Work instruction: Each line below containing the word "umbrella" needs to be shown.

Segment Open

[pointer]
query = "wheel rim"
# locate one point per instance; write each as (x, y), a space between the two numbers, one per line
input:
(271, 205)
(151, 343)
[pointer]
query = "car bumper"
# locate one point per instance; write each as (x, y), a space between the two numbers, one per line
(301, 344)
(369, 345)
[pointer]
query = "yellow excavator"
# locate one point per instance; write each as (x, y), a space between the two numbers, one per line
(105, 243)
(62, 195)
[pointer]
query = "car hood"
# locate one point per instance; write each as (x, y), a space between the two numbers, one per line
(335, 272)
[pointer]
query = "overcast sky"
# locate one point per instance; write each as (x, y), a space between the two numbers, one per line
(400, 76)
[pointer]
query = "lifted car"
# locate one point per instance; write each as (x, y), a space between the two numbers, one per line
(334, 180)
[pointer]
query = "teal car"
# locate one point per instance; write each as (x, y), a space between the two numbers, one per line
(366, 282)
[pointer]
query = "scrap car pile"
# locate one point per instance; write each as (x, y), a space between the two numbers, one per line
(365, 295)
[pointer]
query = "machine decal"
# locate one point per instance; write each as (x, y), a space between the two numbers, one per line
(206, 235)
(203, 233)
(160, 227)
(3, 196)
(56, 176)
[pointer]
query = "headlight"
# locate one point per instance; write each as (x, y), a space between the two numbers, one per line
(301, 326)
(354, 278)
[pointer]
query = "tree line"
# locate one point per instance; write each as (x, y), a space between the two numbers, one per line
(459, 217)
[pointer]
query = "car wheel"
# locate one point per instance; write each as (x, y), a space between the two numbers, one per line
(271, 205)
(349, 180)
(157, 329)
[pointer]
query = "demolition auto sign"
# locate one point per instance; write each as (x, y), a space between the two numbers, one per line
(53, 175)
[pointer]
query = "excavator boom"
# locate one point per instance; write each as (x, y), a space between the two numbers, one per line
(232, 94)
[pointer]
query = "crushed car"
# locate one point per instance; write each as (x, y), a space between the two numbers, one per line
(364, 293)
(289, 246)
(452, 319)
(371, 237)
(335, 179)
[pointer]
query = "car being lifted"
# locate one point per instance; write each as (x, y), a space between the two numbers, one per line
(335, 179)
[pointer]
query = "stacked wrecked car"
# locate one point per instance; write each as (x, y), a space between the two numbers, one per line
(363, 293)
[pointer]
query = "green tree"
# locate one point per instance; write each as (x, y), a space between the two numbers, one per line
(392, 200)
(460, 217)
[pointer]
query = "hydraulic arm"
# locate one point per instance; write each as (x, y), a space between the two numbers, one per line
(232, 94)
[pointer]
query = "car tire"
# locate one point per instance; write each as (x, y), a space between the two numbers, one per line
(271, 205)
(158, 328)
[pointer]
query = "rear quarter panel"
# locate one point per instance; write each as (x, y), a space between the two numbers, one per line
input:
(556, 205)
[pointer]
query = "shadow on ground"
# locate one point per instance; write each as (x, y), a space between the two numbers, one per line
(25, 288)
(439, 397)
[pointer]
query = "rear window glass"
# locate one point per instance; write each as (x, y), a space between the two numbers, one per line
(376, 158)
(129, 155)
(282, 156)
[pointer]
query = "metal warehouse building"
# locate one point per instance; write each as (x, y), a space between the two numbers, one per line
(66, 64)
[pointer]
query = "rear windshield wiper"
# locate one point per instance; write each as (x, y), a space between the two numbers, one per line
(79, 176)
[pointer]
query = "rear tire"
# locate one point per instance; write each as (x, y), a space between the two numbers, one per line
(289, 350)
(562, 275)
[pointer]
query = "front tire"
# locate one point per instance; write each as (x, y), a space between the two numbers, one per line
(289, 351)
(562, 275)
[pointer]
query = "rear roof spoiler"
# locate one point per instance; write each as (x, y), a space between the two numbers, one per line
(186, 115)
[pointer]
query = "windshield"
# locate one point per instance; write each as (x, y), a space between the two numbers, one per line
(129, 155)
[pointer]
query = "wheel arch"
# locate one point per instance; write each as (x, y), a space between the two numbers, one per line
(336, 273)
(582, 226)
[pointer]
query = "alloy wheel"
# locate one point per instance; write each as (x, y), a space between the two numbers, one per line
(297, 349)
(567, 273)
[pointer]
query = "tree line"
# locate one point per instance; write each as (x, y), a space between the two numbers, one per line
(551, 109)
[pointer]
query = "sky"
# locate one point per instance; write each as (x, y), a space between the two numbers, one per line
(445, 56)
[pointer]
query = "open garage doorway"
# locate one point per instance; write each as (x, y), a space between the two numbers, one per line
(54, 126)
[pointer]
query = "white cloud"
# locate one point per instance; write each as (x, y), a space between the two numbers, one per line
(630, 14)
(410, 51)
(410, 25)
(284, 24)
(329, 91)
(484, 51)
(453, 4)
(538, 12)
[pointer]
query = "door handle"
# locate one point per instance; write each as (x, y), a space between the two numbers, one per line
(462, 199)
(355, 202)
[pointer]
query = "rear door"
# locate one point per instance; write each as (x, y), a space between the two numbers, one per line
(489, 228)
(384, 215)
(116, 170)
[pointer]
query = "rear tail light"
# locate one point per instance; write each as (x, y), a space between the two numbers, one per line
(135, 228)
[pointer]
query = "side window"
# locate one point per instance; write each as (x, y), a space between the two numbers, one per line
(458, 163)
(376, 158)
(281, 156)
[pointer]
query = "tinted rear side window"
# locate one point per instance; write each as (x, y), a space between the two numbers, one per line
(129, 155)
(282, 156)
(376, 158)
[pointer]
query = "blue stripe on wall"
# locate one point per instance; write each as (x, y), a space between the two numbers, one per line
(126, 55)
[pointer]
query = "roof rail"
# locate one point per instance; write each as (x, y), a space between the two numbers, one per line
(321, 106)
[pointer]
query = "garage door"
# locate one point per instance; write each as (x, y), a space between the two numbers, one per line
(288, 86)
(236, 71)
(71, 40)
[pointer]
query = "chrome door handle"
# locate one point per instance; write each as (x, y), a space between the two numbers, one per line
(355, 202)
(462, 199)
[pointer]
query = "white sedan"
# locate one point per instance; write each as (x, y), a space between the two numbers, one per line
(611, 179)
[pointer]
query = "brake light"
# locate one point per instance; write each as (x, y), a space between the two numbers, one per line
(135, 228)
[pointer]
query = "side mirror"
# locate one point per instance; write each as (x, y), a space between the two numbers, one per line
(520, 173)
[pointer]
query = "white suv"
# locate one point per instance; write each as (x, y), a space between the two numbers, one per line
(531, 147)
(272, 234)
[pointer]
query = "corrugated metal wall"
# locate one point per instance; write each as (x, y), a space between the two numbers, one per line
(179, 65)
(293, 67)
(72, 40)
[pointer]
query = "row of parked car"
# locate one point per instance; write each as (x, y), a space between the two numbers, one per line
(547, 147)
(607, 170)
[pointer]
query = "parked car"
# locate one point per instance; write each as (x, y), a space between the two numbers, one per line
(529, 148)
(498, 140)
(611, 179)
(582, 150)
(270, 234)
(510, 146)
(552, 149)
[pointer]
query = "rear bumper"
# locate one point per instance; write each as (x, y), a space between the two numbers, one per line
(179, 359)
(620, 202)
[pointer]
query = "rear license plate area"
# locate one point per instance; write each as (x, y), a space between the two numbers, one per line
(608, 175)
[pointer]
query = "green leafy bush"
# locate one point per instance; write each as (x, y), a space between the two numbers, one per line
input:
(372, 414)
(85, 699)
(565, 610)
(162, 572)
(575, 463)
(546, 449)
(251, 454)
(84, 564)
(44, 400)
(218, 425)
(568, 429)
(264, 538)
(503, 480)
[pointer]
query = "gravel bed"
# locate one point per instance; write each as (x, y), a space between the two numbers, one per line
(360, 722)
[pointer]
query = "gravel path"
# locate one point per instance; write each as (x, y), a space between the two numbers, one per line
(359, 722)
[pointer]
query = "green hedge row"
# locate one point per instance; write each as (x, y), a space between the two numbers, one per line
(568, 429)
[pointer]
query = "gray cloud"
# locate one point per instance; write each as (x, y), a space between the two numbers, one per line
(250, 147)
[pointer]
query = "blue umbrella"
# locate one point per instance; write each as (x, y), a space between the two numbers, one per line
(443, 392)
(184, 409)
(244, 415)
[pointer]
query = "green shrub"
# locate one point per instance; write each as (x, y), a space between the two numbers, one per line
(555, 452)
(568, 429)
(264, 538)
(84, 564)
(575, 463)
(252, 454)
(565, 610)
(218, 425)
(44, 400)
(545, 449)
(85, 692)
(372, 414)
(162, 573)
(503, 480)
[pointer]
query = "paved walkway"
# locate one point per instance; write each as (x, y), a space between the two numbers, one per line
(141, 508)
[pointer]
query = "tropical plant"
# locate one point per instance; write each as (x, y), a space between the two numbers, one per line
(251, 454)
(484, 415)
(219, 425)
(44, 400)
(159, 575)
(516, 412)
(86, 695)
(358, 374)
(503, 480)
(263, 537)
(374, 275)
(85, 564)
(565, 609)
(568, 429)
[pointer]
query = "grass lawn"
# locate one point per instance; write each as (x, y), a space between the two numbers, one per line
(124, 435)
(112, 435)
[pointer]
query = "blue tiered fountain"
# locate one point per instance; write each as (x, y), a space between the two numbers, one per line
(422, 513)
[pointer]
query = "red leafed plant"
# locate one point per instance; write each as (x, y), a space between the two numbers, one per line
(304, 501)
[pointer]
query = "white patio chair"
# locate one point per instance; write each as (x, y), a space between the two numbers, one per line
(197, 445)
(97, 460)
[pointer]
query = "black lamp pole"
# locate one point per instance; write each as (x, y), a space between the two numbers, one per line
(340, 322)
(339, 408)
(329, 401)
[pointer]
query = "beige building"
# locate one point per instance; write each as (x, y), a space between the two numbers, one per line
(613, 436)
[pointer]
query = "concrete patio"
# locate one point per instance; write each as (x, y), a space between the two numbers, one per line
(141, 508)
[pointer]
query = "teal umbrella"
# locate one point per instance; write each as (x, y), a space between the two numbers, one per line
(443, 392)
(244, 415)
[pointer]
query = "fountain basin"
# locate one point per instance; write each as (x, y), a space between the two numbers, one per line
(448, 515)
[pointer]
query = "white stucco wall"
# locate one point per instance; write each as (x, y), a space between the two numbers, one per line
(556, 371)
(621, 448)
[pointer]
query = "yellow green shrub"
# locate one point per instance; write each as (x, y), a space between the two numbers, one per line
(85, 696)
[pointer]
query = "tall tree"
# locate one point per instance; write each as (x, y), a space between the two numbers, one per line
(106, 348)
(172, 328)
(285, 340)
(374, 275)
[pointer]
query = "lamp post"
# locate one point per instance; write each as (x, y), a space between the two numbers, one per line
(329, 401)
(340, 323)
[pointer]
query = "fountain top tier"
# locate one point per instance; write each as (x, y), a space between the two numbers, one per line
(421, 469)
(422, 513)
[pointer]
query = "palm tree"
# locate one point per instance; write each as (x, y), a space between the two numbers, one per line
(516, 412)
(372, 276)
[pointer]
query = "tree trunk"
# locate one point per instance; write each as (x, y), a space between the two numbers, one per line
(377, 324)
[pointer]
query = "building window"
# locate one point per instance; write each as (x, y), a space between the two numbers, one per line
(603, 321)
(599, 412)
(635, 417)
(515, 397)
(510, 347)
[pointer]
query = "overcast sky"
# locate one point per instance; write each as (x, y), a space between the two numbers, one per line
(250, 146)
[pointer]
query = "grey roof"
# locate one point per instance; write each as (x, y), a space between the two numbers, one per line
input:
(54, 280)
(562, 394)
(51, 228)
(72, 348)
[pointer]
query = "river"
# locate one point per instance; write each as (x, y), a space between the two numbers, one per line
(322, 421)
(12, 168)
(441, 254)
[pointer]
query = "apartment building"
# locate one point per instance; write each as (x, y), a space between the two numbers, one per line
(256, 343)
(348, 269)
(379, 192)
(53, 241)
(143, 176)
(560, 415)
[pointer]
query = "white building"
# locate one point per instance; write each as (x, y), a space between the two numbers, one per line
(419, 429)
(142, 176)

Segment Closed

Your response:
query = "blue umbrella"
query = "teal umbrella"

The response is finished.